Wade's idea is original for concentrating juices.
I do agree with him but I have 2 minor considerations which
you might like to think about.

- Boiling might impart flavor change of the juices
while some chemical changes are made to materials when
heated. I have a scientific explanation on this made by Lum Eisenman
if anyone is interested.
- By concentrating you are concentrating all materials.
So not only will the SG rise but (depending on the amount added)
the acidity may rise also.

So I would definitely wait with bottling and do some tasting
and measurements.

My favorite means of concentrating juices is by freezing
them. Then let them thaw slowly and measure carefully the
first thawed fluids, they are high in acid, flavor and sugar.
So basically the last thing thawing is water.

I have a web-log entry coming up on this
with measurements on several kinds of juices
somewhere next year.

Luc


----------



## Wade E (Dec 14, 2008)

Luc, I have noticed some slight flavor changes as you said with my way of concentrating. 98% the juice tastes better. The only juice that changed for the worst was a cranberry which I threw out and bought a frozen concentrate. Ive been doing it this way for 4 years now and i make a lot of fruit wines. I only use good juices from health food stores to do this, not the crappy juices with all the chems in them from local grocery stores.


----------



## Paco (Mar 2, 2009)

What about the sanitizing aspect?

I'm getting ready to sweeten a btach of Dandelion Wine that has gone too dry to my taste but I'm questionning what is the best/most used method to avoid contamination. Do you guys pasturise (or even sterilize) your sweetening mixture? I was considering pasturizing the sugar and original wine solution... but then I'm affraid of the change from heatng the wine.


----------



## Wade E (Mar 2, 2009)

Why dont you just make a simple syrup by boiling 1 cup of water and dissolving 2 cups of sugar in it and then let it cool and slowly add it to your wine until you have the right taste. The best way to do that is to extract 1 bottles worth and work with that noting how much sweetening syrup you use and then mutilply that by how much wine you have left and add that to your wine.

Dataset records:
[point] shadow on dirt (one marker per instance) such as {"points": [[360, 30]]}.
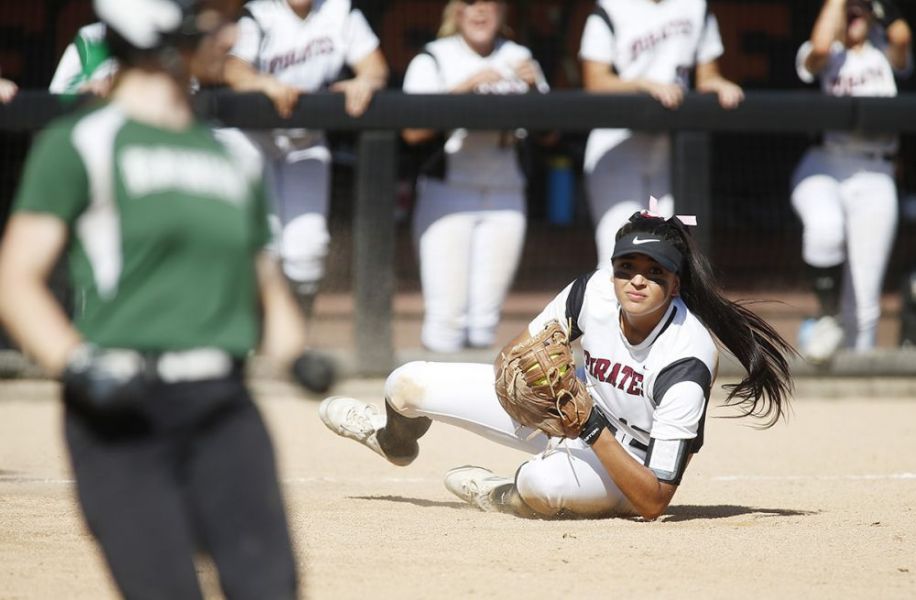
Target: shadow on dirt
...
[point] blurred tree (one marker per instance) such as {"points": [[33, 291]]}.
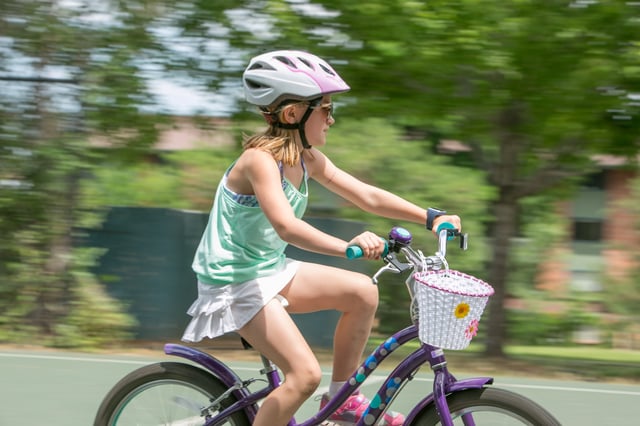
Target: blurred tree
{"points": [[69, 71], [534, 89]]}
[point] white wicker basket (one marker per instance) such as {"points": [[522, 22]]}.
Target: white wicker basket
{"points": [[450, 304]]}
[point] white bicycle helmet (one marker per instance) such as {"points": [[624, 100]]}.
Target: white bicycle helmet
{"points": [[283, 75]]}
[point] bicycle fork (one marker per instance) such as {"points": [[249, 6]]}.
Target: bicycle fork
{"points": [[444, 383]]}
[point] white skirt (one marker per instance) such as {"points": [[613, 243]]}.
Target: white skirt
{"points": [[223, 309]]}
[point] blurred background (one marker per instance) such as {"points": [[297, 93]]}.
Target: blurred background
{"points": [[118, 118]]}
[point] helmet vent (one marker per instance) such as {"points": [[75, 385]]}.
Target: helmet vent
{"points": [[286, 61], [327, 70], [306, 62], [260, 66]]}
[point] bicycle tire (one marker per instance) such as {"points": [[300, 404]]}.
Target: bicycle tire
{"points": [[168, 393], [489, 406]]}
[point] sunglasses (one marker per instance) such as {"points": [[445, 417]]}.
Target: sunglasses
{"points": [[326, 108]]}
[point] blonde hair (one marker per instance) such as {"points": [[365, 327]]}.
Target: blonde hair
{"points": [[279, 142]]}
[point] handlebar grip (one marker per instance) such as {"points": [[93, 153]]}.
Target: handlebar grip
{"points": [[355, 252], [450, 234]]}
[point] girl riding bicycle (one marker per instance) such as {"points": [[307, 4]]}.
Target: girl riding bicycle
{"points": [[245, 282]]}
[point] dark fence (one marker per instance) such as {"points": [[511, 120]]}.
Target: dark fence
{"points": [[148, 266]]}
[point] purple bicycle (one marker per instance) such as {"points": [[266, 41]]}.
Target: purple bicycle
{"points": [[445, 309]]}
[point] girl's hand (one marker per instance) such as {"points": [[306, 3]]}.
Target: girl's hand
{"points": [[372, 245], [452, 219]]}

Stated exercise: Retype everything in the thread on concentrating juices from "So I would definitely" down to "somewhere next year.".

Answer to the problem:
So I would definitely wait with bottling and do some tasting
and measurements.

My favorite means of concentrating juices is by freezing
them. Then let them thaw slowly and measure carefully the
first thawed fluids, they are high in acid, flavor and sugar.
So basically the last thing thawing is water.

I have a web-log entry coming up on this
with measurements on several kinds of juices
somewhere next year.